- [EXTRAIT CITÉ]
•••
Beauvoir finira donc par être sévère avec ce père qu'elle admirait passionnément plus petite, mais en glissant dès le début quelques jugements anticipés : « Mais si mon père fut un lecteur passionné, il savait que l'écriture exige de rebutantes vertus, des efforts, de la patience ; c'est une activité solitaire et le public n'existe qu'en espoir. Le théâtre en revanche apportait à ses problèmes une solution privilégiée. L'acteur élude les affres de la création ; on lui offre, tout constitué, un univers imaginaire où une place lui est réservée » (p. 48). Ces mauvaises fréquentations avaient dû avoir leur effet : « Mon père ne croyait plus ; les plus grands écrivains, les meilleurs penseurs partageaient son scepticisme ; dans l'ensemble, c'était surtout les femmes qui allaient à l'église. » (p. 179). On sait que cette incroyance était aussi le cas de Maurras.
La condition féminine est déterminante. Ce qui annonce effectivement la suite. Mais plus spécifiquement, dans ce milieu où le destin aurait été de chercher à faire un beau mariage, l'absence de dot condamnait donc explicitement la jeune fille à travailler et à rester célibataire, sans doute pour ne pas risquer de déchoir ! « Vous, mes petites, vous ne vous marierez pas, répétait souvent [mon père]. Vous n'avez pas de dot, il faudra travailler » (p. 138). Malédiction familiale sans doute. Le grand-père maternel avait été ruiné par les emprunts russes non remboursés par les bolcheviques : « Par suite de la faillite de bon-papa, la dot de ma mère n'avait pas été payée » (p. 95). Beauvoir n'y verra pas un éventuel reproche envers la famille de sa mère. Et à plusieurs reprises, ses relations mondaines expriment que les partis intéressants ne sont pas pour elle, pièce rapportée que son rang fait admettre dans le beau monde, mais pas au point de concrétiser. Mme Mabille (mère de Zaza) l'exprimait clairement : « Les Beauvoir sont des gens hors classe » (p. 362). Les déclassés ont tendance à s'incruster.
•••
- [DONNÉES FOURNIES]

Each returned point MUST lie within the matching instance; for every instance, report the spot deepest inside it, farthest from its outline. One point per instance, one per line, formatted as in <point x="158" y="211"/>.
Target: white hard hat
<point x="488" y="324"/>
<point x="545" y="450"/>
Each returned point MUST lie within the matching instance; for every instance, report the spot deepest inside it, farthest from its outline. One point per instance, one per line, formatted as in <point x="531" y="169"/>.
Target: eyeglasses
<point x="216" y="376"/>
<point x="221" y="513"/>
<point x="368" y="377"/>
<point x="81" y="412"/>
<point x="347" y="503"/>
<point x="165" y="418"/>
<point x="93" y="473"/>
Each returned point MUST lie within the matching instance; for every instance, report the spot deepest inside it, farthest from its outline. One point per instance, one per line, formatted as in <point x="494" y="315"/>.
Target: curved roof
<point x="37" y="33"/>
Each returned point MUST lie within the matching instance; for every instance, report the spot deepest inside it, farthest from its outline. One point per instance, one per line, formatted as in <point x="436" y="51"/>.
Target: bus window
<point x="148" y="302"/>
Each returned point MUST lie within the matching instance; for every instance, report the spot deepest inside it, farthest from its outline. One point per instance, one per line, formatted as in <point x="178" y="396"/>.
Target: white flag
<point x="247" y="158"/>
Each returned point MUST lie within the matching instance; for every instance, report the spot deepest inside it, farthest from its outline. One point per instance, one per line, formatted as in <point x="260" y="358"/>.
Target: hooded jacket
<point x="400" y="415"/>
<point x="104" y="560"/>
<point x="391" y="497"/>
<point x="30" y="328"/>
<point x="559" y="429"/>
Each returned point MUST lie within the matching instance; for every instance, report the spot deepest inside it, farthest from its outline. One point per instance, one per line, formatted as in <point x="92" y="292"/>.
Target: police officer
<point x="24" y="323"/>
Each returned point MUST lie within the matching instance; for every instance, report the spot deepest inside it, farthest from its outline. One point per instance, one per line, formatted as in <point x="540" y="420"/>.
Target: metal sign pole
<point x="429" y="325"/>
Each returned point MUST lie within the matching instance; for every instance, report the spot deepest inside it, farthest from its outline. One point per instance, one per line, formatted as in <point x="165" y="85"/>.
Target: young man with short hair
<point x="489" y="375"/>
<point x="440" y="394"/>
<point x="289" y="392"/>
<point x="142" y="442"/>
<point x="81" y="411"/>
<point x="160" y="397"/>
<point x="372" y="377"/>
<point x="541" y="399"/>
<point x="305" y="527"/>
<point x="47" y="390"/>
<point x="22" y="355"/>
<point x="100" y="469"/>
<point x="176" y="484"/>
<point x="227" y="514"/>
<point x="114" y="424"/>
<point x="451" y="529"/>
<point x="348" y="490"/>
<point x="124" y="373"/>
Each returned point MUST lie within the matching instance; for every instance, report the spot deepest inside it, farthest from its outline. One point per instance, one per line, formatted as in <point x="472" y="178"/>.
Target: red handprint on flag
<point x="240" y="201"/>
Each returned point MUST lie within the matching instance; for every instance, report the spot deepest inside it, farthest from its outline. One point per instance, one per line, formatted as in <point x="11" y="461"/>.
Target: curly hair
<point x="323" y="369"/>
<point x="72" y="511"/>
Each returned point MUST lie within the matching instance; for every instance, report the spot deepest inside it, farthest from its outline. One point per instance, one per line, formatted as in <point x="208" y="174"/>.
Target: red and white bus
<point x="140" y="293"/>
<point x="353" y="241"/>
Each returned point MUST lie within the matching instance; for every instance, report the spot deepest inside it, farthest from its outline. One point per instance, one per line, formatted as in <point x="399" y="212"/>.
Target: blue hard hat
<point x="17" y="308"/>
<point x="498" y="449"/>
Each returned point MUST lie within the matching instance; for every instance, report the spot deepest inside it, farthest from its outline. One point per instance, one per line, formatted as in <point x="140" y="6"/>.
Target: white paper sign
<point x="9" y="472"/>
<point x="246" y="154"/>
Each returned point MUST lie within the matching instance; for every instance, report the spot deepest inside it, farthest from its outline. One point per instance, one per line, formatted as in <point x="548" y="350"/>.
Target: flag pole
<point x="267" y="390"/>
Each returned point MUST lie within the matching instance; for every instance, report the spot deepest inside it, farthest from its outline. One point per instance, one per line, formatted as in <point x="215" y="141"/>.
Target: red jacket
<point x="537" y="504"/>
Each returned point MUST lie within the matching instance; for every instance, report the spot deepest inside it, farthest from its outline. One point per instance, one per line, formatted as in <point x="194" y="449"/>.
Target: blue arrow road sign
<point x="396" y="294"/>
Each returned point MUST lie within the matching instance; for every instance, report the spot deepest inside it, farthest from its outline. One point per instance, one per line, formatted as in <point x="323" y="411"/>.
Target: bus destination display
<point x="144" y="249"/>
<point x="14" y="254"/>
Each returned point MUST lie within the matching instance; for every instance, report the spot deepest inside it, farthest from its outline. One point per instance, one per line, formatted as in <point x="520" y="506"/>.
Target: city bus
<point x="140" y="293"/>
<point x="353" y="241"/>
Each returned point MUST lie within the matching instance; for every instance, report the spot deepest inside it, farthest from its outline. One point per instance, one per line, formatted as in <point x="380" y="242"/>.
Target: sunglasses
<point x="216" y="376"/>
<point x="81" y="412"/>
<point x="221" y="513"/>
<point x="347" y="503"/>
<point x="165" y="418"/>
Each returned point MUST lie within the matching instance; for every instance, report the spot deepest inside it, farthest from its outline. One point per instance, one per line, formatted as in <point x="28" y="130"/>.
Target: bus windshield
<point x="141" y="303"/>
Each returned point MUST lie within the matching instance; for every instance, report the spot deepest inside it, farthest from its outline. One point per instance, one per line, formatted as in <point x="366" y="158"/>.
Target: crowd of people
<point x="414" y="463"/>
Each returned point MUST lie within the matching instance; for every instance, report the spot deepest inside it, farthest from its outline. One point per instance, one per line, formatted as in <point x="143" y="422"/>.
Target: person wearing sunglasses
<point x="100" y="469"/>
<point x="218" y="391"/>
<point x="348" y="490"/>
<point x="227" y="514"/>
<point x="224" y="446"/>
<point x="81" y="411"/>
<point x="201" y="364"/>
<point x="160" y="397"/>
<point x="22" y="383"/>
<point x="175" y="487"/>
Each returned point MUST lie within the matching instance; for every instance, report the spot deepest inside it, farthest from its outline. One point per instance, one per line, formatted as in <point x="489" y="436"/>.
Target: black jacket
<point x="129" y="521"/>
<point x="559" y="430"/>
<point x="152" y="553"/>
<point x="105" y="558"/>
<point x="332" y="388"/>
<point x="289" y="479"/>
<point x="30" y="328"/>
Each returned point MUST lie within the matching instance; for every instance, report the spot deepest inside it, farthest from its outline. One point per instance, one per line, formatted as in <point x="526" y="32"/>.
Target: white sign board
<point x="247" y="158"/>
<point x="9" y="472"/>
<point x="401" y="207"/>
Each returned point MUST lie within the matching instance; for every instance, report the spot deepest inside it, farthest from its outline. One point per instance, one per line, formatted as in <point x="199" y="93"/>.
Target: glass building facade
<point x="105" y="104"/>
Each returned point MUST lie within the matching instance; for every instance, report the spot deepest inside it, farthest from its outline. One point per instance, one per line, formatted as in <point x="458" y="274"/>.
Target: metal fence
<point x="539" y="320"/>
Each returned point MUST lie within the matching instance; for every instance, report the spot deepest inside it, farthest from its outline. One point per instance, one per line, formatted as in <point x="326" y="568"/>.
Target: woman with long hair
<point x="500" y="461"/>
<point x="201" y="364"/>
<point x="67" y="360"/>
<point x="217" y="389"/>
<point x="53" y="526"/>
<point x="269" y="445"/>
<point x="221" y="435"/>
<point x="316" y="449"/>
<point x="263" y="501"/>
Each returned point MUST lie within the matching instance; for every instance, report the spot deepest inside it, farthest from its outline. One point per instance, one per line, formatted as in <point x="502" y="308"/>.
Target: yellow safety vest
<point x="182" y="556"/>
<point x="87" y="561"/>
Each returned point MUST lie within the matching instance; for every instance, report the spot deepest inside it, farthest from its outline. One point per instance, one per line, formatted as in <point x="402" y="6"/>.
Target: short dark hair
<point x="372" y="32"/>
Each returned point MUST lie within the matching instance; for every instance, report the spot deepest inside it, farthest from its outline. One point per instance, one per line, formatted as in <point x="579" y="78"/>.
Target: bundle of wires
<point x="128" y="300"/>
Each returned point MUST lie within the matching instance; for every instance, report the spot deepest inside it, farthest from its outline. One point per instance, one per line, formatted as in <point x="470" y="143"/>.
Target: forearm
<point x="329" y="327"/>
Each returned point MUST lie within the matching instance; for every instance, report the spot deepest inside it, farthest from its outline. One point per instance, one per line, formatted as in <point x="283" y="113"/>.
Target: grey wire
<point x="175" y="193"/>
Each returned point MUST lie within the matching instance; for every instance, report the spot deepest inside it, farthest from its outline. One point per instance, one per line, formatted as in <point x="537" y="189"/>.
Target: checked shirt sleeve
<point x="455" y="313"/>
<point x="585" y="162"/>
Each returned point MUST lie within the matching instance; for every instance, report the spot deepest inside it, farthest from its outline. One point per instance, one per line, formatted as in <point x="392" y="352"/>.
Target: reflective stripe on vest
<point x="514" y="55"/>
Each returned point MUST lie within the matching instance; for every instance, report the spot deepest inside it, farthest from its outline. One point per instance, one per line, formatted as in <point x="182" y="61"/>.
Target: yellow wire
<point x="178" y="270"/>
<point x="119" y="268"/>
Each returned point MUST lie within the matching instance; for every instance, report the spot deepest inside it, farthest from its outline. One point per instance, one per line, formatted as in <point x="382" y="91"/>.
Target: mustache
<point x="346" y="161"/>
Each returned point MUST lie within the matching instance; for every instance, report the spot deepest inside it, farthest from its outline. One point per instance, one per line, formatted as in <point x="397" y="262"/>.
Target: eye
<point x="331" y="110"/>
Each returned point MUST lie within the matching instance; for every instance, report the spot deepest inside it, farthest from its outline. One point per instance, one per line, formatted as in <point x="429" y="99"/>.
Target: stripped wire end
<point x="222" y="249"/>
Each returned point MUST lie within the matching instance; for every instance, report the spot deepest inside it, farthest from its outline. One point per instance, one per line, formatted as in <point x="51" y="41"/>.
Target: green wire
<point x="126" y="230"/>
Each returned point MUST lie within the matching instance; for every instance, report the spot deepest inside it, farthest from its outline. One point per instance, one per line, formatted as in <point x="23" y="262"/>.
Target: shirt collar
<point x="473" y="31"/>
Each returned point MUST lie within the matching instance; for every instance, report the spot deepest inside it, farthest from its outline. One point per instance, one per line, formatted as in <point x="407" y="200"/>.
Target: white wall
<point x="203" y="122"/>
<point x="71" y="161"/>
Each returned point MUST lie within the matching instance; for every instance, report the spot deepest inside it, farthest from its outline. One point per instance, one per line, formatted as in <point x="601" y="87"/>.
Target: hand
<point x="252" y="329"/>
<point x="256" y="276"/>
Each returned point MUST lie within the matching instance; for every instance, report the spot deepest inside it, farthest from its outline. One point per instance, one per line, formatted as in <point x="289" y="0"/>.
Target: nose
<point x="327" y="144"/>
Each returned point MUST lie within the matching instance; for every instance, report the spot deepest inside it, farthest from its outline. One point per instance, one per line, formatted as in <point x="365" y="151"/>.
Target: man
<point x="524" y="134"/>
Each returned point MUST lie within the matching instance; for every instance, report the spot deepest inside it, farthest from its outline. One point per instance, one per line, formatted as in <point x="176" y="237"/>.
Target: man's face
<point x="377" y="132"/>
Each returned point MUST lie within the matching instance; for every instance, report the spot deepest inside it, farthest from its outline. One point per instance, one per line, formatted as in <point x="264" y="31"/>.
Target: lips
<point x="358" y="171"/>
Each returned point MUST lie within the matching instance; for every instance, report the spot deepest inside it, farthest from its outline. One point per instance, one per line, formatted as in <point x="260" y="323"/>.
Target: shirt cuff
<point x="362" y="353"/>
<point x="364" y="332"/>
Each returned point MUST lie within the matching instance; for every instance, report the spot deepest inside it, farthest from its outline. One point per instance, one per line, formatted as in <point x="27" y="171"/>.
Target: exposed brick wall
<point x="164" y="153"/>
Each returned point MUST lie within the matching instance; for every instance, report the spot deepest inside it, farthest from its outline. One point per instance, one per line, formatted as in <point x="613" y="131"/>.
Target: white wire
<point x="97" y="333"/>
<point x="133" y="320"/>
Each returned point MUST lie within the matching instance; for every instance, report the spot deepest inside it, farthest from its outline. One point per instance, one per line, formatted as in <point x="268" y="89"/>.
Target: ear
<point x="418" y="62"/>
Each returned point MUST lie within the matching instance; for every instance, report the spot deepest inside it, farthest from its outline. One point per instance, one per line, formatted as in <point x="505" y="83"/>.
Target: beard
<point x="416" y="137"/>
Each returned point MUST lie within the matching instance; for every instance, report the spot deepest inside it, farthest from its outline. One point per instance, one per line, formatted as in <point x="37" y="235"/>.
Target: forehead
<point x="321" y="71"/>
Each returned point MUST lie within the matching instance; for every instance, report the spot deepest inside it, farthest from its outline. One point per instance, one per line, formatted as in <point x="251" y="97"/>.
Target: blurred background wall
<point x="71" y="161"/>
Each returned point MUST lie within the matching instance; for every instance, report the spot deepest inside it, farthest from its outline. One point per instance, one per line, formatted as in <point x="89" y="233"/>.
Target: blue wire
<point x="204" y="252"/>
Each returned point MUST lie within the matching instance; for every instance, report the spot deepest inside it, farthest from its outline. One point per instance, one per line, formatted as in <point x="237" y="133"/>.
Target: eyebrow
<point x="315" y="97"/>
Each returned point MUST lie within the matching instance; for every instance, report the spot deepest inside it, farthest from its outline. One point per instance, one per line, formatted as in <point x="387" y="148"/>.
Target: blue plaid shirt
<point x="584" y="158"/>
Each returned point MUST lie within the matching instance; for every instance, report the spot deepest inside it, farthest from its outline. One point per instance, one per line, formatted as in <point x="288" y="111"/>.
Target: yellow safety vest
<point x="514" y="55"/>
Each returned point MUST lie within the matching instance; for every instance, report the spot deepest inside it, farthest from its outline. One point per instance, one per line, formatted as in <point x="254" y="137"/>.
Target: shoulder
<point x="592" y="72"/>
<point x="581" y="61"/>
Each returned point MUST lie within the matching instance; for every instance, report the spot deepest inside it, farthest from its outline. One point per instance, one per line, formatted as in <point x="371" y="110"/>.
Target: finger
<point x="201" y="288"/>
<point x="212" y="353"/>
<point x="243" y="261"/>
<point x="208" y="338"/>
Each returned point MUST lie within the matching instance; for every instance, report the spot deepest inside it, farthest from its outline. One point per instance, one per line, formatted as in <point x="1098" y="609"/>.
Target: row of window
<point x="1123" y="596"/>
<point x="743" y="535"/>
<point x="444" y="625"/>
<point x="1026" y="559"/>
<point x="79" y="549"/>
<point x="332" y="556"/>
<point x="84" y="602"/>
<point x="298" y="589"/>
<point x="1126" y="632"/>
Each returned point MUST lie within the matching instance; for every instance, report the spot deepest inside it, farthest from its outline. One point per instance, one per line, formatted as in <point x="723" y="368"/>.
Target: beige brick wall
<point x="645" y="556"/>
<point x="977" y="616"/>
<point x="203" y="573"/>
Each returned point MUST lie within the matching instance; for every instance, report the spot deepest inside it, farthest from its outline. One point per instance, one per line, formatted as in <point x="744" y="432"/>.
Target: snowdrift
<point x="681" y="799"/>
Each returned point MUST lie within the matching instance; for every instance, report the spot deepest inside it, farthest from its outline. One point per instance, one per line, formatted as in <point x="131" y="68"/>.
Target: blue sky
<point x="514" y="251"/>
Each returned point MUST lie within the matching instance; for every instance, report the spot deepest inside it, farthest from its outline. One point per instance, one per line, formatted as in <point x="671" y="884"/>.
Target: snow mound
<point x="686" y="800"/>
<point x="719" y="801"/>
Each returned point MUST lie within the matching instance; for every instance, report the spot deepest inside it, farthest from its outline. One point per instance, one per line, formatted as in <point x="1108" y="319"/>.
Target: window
•••
- [À FAIRE]
1. D'après l'extrait sur Beauvoir, que disait Mme Mabille au sujet des Beauvoir ?
2. Restituez sans rien changer le passage de l'extrait sur Beauvoir qui va de « Beauvoir finira donc » à « cas de Maurras. ».
3. Poursuivez l'extrait sur Beauvoir à la suite de sa dernière phrase.

- [RÉPONSES]
1. « Les Beauvoir sont des gens hors classe ».

2.
Beauvoir finira donc par être sévère avec ce père qu'elle admirait passionnément plus petite, mais en glissant dès le début quelques jugements anticipés : « Mais si mon père fut un lecteur passionné, il savait que l'écriture exige de rebutantes vertus, des efforts, de la patience ; c'est une activité solitaire et le public n'existe qu'en espoir. Le théâtre en revanche apportait à ses problèmes une solution privilégiée. L'acteur élude les affres de la création ; on lui offre, tout constitué, un univers imaginaire où une place lui est réservée » (p. 48). Ces mauvaises fréquentations avaient dû avoir leur effet : « Mon père ne croyait plus ; les plus grands écrivains, les meilleurs penseurs partageaient son scepticisme ; dans l'ensemble, c'était surtout les femmes qui allaient à l'église. » (p. 179). On sait que cette incroyance était aussi le cas de Maurras.

3.
Idéalisme inquiet
Cette absence de perspective sociale conforme à ses fréquentations fait se réfugier Beauvoir dans la lecture et l'amitié admirative pour sa nouvelle camarade de classe Zaza ou plus tard dans la fascination intellectuelle pour des garçons plus âgés. Mais Beauvoir commente davantage sa vie intérieure que son milieu. On en est réduit à se contenter de la lente évolution d'une jeune conscience empêtrée dans l'intériorité idéaliste. Cela rend les Mémoires assez réalistes, si on veut bien comprendre le réalisme comme les limites de cette intériorité.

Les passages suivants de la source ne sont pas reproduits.